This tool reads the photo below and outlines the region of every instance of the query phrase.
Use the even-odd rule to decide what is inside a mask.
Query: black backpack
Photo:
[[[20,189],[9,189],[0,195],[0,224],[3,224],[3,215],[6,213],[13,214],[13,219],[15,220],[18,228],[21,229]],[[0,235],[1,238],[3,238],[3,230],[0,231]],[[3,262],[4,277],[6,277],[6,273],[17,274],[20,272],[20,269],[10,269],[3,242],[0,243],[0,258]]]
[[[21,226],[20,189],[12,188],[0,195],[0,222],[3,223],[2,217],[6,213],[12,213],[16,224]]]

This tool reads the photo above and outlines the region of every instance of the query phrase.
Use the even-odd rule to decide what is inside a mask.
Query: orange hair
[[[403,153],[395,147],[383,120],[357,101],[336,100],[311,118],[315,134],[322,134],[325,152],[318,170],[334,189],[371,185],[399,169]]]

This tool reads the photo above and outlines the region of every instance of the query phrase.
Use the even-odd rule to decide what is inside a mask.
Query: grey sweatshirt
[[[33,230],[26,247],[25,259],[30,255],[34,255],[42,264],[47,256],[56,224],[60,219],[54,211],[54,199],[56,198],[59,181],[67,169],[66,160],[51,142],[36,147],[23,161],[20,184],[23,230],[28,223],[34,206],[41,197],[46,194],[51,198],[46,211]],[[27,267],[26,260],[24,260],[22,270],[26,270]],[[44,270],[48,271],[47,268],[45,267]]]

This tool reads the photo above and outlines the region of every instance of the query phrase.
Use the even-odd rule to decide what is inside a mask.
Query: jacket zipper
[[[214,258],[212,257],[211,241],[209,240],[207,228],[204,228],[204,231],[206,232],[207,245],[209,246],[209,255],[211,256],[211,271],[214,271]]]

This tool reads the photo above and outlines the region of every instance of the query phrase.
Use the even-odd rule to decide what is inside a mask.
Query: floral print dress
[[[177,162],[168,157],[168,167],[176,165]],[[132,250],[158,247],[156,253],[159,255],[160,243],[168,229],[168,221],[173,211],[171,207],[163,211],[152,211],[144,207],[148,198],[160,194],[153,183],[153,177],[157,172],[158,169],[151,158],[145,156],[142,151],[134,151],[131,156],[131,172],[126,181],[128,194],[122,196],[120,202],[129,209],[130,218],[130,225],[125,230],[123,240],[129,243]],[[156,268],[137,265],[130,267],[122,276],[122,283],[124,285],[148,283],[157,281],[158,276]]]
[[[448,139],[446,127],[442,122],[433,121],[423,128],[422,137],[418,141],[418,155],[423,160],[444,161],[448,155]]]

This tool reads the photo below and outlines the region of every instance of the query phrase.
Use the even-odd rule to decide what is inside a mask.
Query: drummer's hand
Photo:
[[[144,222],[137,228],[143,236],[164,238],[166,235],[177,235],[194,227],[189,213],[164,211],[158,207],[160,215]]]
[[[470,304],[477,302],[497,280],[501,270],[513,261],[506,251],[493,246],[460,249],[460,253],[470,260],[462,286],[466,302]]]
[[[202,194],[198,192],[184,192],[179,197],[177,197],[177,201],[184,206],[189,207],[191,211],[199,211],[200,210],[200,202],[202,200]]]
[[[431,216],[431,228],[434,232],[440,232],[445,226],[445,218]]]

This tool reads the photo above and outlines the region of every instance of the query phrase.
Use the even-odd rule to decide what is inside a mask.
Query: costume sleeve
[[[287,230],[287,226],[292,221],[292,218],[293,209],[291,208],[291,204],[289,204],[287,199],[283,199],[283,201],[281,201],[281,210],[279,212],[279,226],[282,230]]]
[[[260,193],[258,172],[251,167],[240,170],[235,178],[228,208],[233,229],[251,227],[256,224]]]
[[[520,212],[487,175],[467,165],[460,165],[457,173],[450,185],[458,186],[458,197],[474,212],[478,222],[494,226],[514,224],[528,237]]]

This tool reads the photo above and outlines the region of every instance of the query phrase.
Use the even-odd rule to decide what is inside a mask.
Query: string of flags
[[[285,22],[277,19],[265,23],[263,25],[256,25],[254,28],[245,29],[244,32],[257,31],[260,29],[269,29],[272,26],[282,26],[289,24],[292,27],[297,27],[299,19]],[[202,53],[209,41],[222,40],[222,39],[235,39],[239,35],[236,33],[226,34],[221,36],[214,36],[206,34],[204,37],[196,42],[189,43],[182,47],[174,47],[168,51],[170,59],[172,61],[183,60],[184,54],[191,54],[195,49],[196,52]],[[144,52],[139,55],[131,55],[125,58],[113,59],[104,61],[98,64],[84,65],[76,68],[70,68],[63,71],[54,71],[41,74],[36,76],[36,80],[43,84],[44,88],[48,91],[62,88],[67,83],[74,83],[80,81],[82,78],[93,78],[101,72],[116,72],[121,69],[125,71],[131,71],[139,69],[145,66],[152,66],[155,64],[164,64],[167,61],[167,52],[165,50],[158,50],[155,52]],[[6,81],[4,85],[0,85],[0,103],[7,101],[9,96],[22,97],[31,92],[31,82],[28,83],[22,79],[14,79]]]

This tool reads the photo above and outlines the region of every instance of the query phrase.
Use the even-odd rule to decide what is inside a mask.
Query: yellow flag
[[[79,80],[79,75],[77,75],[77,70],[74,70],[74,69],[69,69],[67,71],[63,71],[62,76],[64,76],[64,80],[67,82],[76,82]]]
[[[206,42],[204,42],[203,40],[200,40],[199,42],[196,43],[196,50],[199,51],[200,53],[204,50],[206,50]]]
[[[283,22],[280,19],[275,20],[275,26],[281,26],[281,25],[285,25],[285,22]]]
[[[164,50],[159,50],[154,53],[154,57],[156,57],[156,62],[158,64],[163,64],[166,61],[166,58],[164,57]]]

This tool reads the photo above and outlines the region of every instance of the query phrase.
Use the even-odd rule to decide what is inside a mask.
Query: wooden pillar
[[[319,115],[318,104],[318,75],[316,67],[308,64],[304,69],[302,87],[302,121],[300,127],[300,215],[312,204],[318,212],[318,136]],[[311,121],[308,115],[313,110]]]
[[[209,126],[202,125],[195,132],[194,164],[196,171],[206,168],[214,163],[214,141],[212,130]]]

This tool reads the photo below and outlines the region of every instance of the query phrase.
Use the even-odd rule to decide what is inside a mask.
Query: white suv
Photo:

━━━━━━

EXERCISE REQUIREMENTS: For this task, set down the entire listing word for word.

ANSWER:
This tool reads the photo below and outlines the region of every instance of the query phrase.
Use the even-odd rule to decide what is inside a mask.
Query: black backpack
Photo:
[[[20,189],[9,189],[0,195],[0,224],[3,224],[3,215],[6,213],[13,214],[13,219],[15,220],[18,228],[21,229]],[[0,235],[1,238],[3,238],[3,230],[0,231]],[[3,262],[4,277],[6,277],[6,273],[17,274],[20,272],[20,269],[10,269],[3,242],[0,243],[0,258]]]
[[[21,226],[20,189],[12,188],[0,195],[0,222],[3,223],[2,217],[6,213],[12,213],[16,224]]]

This tool reads the photo above and outlines the region of every instance of the query phrase.
Use the even-odd rule to decide what is inside a mask.
Query: orange hair
[[[403,153],[395,147],[383,120],[357,101],[336,100],[311,118],[315,134],[322,134],[325,152],[318,170],[334,189],[371,185],[399,169]]]

This tool reads the photo above and outlines the region of every instance of the query phrase.
Use the even-odd rule to decide what is inside a mask.
Query: grey sweatshirt
[[[33,230],[26,247],[25,259],[30,255],[34,255],[42,264],[47,256],[56,224],[60,219],[54,211],[54,199],[56,198],[59,181],[67,169],[66,160],[51,142],[36,147],[23,161],[20,184],[23,230],[28,223],[34,206],[41,197],[46,194],[51,198],[46,211]],[[27,267],[26,260],[24,260],[22,270],[26,270]],[[44,270],[48,271],[47,268],[45,267]]]

This tool reads the photo above and outlines the region of every instance of the query phrase.
Use the even-odd rule to decide what is inside a mask.
Query: jacket zipper
[[[214,258],[212,257],[211,241],[209,240],[207,228],[204,228],[204,231],[206,232],[207,245],[209,246],[209,255],[211,256],[211,271],[214,271]]]

This tool reads the photo above and outlines the region of every instance of the query phrase.
Use the even-odd rule to decide what is inside a mask.
Query: floral print dress
[[[177,162],[168,157],[168,167],[176,165]],[[132,250],[158,247],[156,253],[159,255],[160,243],[168,229],[168,221],[173,211],[171,207],[163,211],[152,211],[144,207],[148,198],[160,194],[153,183],[153,177],[157,172],[158,169],[151,158],[145,156],[142,151],[134,151],[131,156],[131,172],[126,181],[128,194],[122,196],[120,202],[129,209],[130,218],[130,225],[125,230],[123,240],[129,243]],[[156,268],[137,265],[130,267],[122,276],[122,283],[124,285],[148,283],[157,281],[158,276]]]
[[[448,139],[446,127],[442,122],[433,121],[423,128],[422,137],[418,141],[418,155],[423,160],[444,161],[448,155]]]

This tool reads the photo below and outlines the region of every instance of the query phrase.
Use the even-odd rule to decide what is inside a mask.
Query: drummer's hand
Photo:
[[[144,222],[137,228],[143,236],[164,238],[166,235],[177,235],[194,227],[189,213],[164,211],[158,207],[160,215]]]
[[[470,304],[477,302],[497,280],[501,270],[513,261],[506,251],[493,246],[460,249],[460,253],[470,260],[462,286],[466,302]]]
[[[202,194],[198,192],[184,192],[179,197],[177,197],[177,201],[184,206],[189,207],[191,211],[199,211],[200,210],[200,202],[202,200]]]
[[[431,216],[431,228],[434,232],[440,232],[445,226],[445,218]]]

This tool reads the photo above and outlines the region of every instance of the query phrase.
Use the even-odd rule to decide what is inside a mask.
Query: costume sleeve
[[[287,230],[287,226],[292,221],[292,218],[293,209],[291,208],[291,204],[289,204],[287,199],[283,199],[283,201],[281,201],[281,210],[279,212],[279,226],[282,230]]]
[[[260,193],[258,172],[251,167],[240,170],[235,178],[228,208],[233,229],[251,227],[256,224]]]
[[[520,212],[487,175],[467,165],[460,165],[457,173],[450,185],[458,186],[458,197],[474,212],[478,222],[494,226],[514,224],[528,237]]]

This tool reads the photo above and outlines the region of every instance of the query phrase.
Use the even-odd rule to decide what is inside a mask.
Query: string of flags
[[[285,22],[277,19],[265,23],[263,25],[256,25],[254,28],[245,29],[244,32],[257,31],[260,29],[269,29],[272,26],[282,26],[289,24],[292,27],[297,27],[299,19]],[[202,53],[209,41],[222,40],[222,39],[235,39],[239,35],[236,33],[226,34],[221,36],[214,36],[206,34],[204,37],[196,42],[189,43],[182,47],[174,47],[168,51],[170,59],[172,61],[183,60],[184,54],[191,54],[195,49],[196,52]],[[144,52],[139,55],[131,55],[125,58],[113,59],[104,61],[98,64],[84,65],[76,68],[70,68],[63,71],[54,71],[41,74],[36,76],[36,80],[43,84],[44,88],[48,91],[62,88],[67,83],[74,83],[80,81],[82,78],[93,78],[101,72],[116,72],[121,69],[125,71],[131,71],[139,69],[145,66],[152,66],[155,64],[164,64],[167,61],[167,52],[165,50],[158,50],[155,52]],[[6,81],[4,85],[0,85],[0,103],[7,101],[9,96],[22,97],[31,92],[31,82],[28,83],[22,79],[14,79]]]

This tool reads the photo above and outlines the region of every instance of the query phrase.
Use the even-odd rule to decide what is inside a mask.
Query: yellow flag
[[[79,80],[79,75],[77,75],[77,70],[74,70],[74,69],[69,69],[67,71],[63,71],[62,76],[64,76],[64,80],[67,82],[76,82]]]
[[[206,42],[204,42],[203,40],[200,40],[199,42],[196,43],[196,50],[199,51],[200,53],[204,50],[206,50]]]
[[[283,22],[280,19],[275,20],[275,26],[281,26],[281,25],[285,25],[285,22]]]
[[[164,50],[159,50],[154,53],[154,57],[156,57],[156,62],[158,64],[163,64],[166,61],[166,58],[164,57]]]

This tool reads the photo above and outlines the region of every instance of the query phrase.
Use the even-odd rule to decide what is inside a mask.
Query: wooden pillar
[[[319,115],[318,104],[318,75],[316,67],[308,64],[304,69],[302,87],[302,121],[300,127],[300,215],[312,204],[318,212],[318,136]],[[311,121],[308,115],[313,110]]]
[[[209,126],[202,125],[195,132],[194,164],[196,171],[206,168],[214,163],[214,141],[212,130]]]

This tool reads the photo below and outlines the region of every instance of the query phrase.
Use the even-odd rule to decide what is inside a mask.
Query: white suv
Photo:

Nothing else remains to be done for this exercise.